:: WRITTEN REQUEST ::
Copy out each of the entries below word for word, leaving the pictures out.
=== PROVIDED DATA ===
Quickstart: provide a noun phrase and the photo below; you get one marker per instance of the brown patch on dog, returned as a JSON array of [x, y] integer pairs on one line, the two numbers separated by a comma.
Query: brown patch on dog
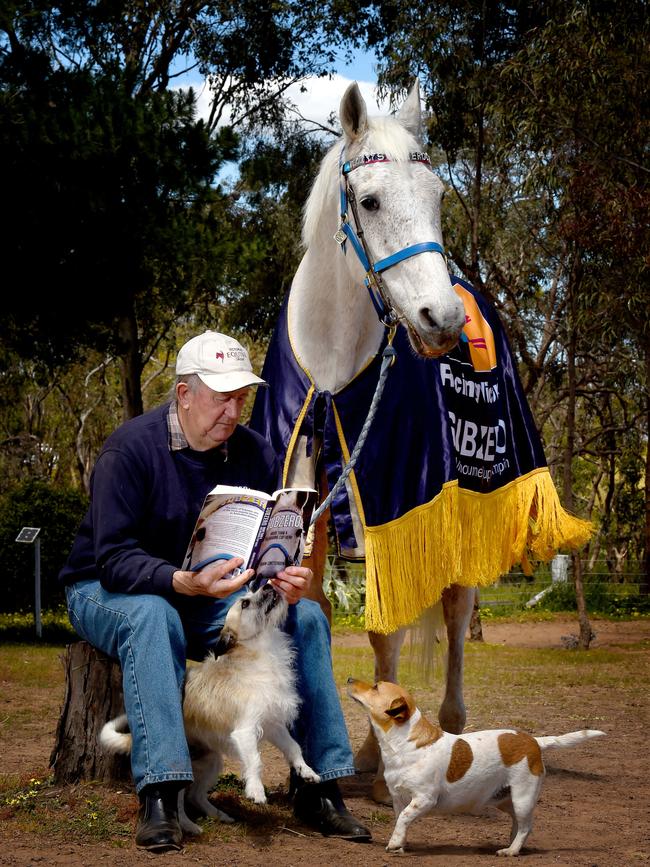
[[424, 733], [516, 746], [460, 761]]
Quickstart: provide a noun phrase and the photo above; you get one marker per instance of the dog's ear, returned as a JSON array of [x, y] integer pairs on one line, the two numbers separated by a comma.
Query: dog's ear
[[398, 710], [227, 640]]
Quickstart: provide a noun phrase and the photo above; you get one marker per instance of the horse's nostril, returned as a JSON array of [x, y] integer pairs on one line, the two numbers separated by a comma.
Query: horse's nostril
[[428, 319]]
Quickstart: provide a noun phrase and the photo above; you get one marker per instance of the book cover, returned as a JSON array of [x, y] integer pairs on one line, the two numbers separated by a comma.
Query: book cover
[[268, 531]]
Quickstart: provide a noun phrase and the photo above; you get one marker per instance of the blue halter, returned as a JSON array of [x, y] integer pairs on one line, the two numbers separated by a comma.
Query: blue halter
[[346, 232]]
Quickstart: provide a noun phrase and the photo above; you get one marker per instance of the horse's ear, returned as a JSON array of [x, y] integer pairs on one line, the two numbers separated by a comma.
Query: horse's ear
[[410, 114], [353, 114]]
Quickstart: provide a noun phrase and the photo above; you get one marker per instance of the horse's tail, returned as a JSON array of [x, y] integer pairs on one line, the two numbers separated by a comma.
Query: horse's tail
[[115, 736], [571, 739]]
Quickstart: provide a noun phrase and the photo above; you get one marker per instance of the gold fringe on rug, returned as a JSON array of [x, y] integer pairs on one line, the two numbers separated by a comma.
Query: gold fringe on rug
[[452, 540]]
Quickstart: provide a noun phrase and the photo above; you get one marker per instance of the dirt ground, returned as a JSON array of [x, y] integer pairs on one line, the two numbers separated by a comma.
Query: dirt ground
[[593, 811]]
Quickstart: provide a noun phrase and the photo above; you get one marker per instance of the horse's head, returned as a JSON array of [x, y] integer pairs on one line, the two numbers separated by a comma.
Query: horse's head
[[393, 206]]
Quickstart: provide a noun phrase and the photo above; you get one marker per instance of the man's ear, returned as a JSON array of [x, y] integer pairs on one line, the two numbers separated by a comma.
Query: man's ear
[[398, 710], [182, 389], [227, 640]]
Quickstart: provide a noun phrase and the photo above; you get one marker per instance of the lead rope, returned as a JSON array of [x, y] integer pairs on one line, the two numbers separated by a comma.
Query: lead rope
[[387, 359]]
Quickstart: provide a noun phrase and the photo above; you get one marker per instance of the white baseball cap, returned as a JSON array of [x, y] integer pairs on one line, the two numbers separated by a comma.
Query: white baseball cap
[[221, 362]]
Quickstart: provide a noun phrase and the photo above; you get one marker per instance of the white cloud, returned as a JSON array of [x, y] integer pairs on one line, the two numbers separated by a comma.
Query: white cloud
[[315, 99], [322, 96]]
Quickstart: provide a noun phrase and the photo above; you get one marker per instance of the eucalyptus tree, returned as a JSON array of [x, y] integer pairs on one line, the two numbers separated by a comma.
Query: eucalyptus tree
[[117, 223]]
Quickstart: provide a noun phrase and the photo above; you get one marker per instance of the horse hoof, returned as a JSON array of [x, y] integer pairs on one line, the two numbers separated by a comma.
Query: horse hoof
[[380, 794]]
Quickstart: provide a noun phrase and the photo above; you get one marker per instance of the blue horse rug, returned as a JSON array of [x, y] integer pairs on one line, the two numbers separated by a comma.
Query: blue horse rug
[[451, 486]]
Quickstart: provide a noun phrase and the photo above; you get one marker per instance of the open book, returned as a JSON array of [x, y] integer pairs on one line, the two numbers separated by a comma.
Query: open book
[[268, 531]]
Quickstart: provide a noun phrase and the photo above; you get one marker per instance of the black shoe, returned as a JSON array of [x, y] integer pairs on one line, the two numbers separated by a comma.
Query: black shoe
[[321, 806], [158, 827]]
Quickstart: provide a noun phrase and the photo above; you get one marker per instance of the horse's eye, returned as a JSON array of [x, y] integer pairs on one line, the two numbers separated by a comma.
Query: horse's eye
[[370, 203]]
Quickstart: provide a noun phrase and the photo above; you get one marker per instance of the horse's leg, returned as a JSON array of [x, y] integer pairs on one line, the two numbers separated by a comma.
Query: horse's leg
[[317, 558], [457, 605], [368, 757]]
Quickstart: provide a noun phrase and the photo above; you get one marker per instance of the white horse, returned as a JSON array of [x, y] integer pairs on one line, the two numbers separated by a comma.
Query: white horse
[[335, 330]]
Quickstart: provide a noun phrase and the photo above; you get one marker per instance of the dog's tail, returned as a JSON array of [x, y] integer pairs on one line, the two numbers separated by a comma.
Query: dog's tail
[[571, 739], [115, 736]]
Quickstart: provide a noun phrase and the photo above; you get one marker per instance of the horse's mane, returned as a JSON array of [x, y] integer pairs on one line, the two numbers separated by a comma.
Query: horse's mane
===
:: RESPONSE ::
Quickstart: provide a noun phrase and the photo below; you get one marker per instance of the brown patch on dog, returned as a JSON array of [x, y] integer pairs on one line, the two numbers separated by a comma.
Query: brown patch on dog
[[424, 733], [516, 746], [460, 761]]
Quickstart: provide a noun phrase and the photo above; you get one marker per instance of the dog's ear, returned as a JSON array of [x, y] integer pairs on one line, the two numbers separated by a comma.
Query: dog's ear
[[398, 710], [227, 640]]
Quickstart: provide a noun phrase and the photo above; you get one marker per instance of the horse's nostril, returned as a JSON array of [x, y] integer pairs on one line, the two numbers separated by a comma.
Query: horse's nostril
[[428, 319]]
Quickstart: provide a noun phrase and the photo above; you get one marker per instance of the book cover, returned as a JSON array of [x, y] integer pairs on one line, the two numbers separated by a comma.
Query: book cover
[[268, 531]]
Quickstart: provide a noun phrase and the photo above; you get one marker per instance of the blue halter, returned as a JSON array of [x, y] integer pairs on one line, the two numbers separated by a comma.
Query: blue halter
[[346, 232]]
Quickstart: provide a noun phrase and the photo above; you get one marker per instance of the horse's ear, returned as a JSON array of [x, y] integer pairs on one line, the two numbers separated by a comma.
Query: horse's ear
[[410, 114], [353, 114]]
Quickstart: provide a noun phrase and the photo above; you get one marker per instance of the horse's tail, returned as a JSON array of [x, y] integer pairs on one line, the two numbers separated by a comma.
Query: horse's tail
[[115, 736], [571, 739]]
Quickstart: provide a noun phrase and the photo above; you get one marker per instance of the gold fringe on rug, returned as a JSON array of [x, y] integer pairs on one line, the two numbers separated by a comma.
Query: gold fringe on rug
[[452, 540]]
Quickstart: provide a noun phrase and the photo above; you get one marker per instance of the dirt ground, returned as a JSON array of [x, y] integer pairs on one line, the two numbers separated by a comma.
Query: dirt ground
[[593, 811]]
Quickstart: provide a noun phrase and the photo above; you get one marker per instance of the horse's head, returned as a JSON array of [x, y] integer pairs on one line, the two numbers separated by a comma.
Query: horse's head
[[393, 206]]
Quickstart: provide a noun phrase and the photo above; you get one marker per instance of the man's ear, returned as a JSON array of [x, y] integer pairs on one line, the two numbers separated by a comma.
Query: man's ear
[[398, 710], [182, 389], [227, 640]]
Quickstart: provide a noun phrase and the photo above; you get one marker per instance of the lead rope, returned as a JSON array of [x, y] integer pairs on one line, the two numbers separated by a comma.
Query: lead rope
[[387, 359]]
Quickstart: provide a noun phrase and the photo above; you get one marker per instance of the white baseball cap, returned as a JSON array of [x, y] integer pairs on one line, the two numbers separated by a comma.
Query: white baseball cap
[[221, 362]]
Quickstart: provide a noun phrase and the photo above; you get one marker per instance of the white cloud, returned as a JSON array of [x, y] integer pairs on one line, the two numbers separated by a comma.
Query: white cloud
[[315, 99], [322, 96]]
Quickstart: provide a noun phrase and the photo above; you get one marker per instance of the eucalyptus tree, returned as a JSON array of [x, y] integer pairs on one line, the two numbers separated by a comma.
Query: eucalyptus tree
[[117, 223]]
Quickstart: provide a noun phrase and the photo above; you get one marker per instance of the horse hoof, returned as a JSON array of [x, y] integer pairs on one line, the two numbers separated by a comma.
Query: horse hoof
[[380, 794]]
Quickstart: provide a noun phrase and the photo above; you get one marker per instance of the blue horse rug, returned as a JSON array of [x, y] integer pairs on one line, the two numbers separated by a comma.
Query: blue horse rug
[[451, 486]]
Quickstart: provide a noun phrase and the photo above; you get one marker per instance of the open book, returned as a JSON array of [x, y] integer pairs on one line, the two numbers separated by a comma.
Query: open book
[[268, 531]]
Quickstart: provide a noun phrase and the photo above; you get one marker per instance of the black shoe, returned as a JSON array of [x, y] integer pairs on one line, the two numbers separated by a comma.
Query: black shoe
[[321, 806], [158, 827]]
Quickstart: provide a noun phrase and the photo above; you get one marker per instance of the horse's eye, returned as a JSON array of [x, y] integer pairs on one line, the two numbers separated by a comma.
Query: horse's eye
[[370, 203]]
Quickstart: provide a noun phrase and the photo above; you get one marker per instance of the horse's leg, returned as a JSON array of [x, y] integer pairs on one line, the two numbers separated by a comma.
Query: horse's leg
[[317, 558], [457, 605], [368, 757]]
Quickstart: provide a noun phrase and the photo above; you get one marker per instance of the white horse, returned as a JSON array of [x, y] integer pairs on one line, the two numbers separated by a comma.
Query: white horse
[[335, 330]]
Quickstart: provide a noun phrase and the photo above; you get one marker per instance of the dog's tail, returned as a JSON array of [x, y] integer pairs on one line, the two numbers separated by a comma.
Query: dog's tail
[[571, 739], [115, 736]]
Quickstart: provide a noun phrase and the photo above; you get one marker per instance of the horse's mane, returned as a JSON array of [x, y] integer pairs on one line, the two numbers separated by a comma.
Query: horse's mane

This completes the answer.